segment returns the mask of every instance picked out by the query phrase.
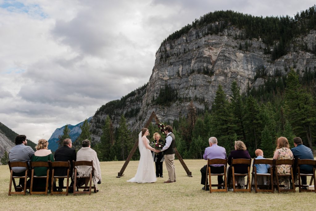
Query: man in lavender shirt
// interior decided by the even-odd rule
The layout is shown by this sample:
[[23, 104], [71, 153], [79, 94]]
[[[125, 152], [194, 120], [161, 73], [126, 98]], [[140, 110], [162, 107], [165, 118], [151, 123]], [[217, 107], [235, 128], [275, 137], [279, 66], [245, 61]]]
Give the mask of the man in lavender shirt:
[[[225, 148], [222, 146], [217, 146], [217, 139], [215, 137], [211, 137], [209, 139], [209, 143], [210, 143], [210, 146], [205, 148], [205, 152], [203, 155], [203, 158], [205, 160], [207, 159], [226, 159], [226, 150]], [[210, 165], [211, 171], [214, 174], [222, 174], [224, 173], [224, 165], [223, 164], [215, 164]], [[205, 187], [205, 179], [206, 184], [208, 184], [207, 178], [205, 178], [206, 174], [207, 168], [206, 165], [201, 169], [201, 173], [202, 175], [201, 177], [201, 183], [204, 185], [204, 187], [202, 188], [202, 189], [207, 190], [209, 190], [208, 187]], [[222, 176], [217, 176], [217, 182], [219, 184], [221, 184], [224, 183], [223, 180]], [[207, 185], [208, 186], [208, 185]], [[218, 189], [222, 188], [221, 187], [218, 187]]]

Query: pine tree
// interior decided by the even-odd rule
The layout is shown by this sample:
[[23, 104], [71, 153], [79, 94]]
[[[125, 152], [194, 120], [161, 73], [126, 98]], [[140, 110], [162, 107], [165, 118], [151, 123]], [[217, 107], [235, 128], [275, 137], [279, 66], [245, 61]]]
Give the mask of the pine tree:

★ ★ ★ ★ ★ ★ ★

Exercise ->
Copy out word for word the listing from the line with "Query: pine tree" through the end of the listing, including both ends.

Finished exercise ->
Query: pine tree
// interior decided by the even-odd rule
The layout is shown by this sample:
[[23, 104], [71, 153], [79, 94]]
[[[125, 152], [194, 120], [161, 73], [126, 98]], [[140, 110], [162, 107], [165, 118], [151, 123]], [[217, 107], [235, 128], [275, 137], [279, 66], [245, 61]]]
Give the mask of the pine tree:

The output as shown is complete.